Brief :: Please copy out the entries below, swapping "wooden" for "timber" at every occurrence and leaving everything else as it is.

---------- Given records ----------

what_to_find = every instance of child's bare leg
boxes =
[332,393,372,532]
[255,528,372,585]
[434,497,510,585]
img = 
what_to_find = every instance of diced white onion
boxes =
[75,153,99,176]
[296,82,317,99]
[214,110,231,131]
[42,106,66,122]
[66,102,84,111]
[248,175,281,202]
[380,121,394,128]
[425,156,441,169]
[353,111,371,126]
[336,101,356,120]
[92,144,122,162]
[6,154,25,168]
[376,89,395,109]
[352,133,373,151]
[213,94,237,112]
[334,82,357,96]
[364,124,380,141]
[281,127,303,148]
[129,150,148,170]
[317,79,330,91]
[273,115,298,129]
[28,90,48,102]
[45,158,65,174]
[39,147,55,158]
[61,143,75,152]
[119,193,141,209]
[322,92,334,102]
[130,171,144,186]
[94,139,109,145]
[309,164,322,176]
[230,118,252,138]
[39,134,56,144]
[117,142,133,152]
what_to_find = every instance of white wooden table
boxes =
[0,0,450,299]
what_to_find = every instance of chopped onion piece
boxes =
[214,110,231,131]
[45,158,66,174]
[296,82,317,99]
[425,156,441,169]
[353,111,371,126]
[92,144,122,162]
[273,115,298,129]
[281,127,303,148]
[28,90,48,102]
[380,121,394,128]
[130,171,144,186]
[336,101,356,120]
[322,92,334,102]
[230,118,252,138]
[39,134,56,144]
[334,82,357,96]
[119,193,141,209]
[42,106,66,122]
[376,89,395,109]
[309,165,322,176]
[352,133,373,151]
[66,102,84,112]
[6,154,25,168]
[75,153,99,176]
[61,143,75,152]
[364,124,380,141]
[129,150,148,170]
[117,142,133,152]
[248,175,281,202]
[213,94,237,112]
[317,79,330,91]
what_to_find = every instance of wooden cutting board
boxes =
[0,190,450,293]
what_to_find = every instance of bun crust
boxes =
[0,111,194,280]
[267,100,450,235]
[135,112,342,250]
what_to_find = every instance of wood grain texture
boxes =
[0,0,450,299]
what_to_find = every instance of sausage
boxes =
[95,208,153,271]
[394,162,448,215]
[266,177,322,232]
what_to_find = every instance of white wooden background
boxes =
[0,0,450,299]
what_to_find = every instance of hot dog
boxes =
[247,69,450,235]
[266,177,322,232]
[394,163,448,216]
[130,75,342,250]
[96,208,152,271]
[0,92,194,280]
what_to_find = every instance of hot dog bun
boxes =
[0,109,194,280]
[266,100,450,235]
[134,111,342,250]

----------

Task result ::
what_to_find = every instance of child's bare leg
boxes =
[332,393,372,532]
[255,528,372,585]
[434,497,510,585]
img = 
what_to_find = every instance of diced white onion
boxes =
[75,153,99,176]
[296,82,317,99]
[214,110,231,131]
[42,106,66,122]
[66,102,84,111]
[248,175,281,202]
[380,121,394,128]
[425,156,441,169]
[353,111,371,126]
[336,101,356,120]
[92,144,122,162]
[6,154,25,168]
[376,89,395,109]
[352,133,373,151]
[213,94,237,112]
[334,82,357,96]
[364,124,380,141]
[281,127,303,148]
[129,150,148,170]
[317,79,330,91]
[273,115,298,129]
[28,90,48,102]
[45,158,65,174]
[39,147,55,158]
[61,143,75,152]
[119,193,141,209]
[322,92,334,102]
[130,171,144,186]
[94,139,109,145]
[309,164,322,176]
[230,118,252,138]
[39,134,56,144]
[117,142,133,152]
what_to_find = every instance of white timber table
boxes =
[0,0,450,299]
what_to_find = every instance of chopped onion piece
boxes =
[214,110,231,131]
[45,158,66,174]
[296,82,317,99]
[425,156,441,169]
[353,111,371,126]
[92,144,122,162]
[273,115,298,129]
[281,127,303,148]
[28,90,48,102]
[380,121,394,128]
[130,171,144,186]
[336,101,356,120]
[322,92,334,102]
[230,118,252,138]
[39,134,56,144]
[334,82,357,96]
[119,193,141,209]
[42,106,66,122]
[376,89,395,109]
[309,165,322,176]
[352,133,373,151]
[66,102,84,112]
[6,154,25,168]
[75,153,99,176]
[61,143,75,152]
[364,124,380,141]
[129,150,148,170]
[117,142,133,152]
[248,175,281,202]
[213,94,237,112]
[317,79,330,91]
what_to_find = every instance of timber cutting board
boxes =
[0,190,450,293]
what_to_find = every instance of bun crust
boxes =
[0,111,194,280]
[267,100,450,235]
[135,112,342,250]
what_to_find = every instance of wood grain texture
boxes =
[0,0,450,299]
what_to_find = every instance of sausage
boxes =
[95,208,153,271]
[394,162,448,215]
[266,177,322,232]
what_to_find = every instance of white timber background
boxes =
[0,0,450,299]
what_to_find = every instance of hot dog
boxes =
[247,69,450,235]
[266,177,322,232]
[394,163,448,216]
[130,75,342,250]
[96,208,152,271]
[0,92,194,280]
what_to_find = every instance of hot dog bun
boxes =
[0,109,194,280]
[266,100,450,235]
[134,111,342,250]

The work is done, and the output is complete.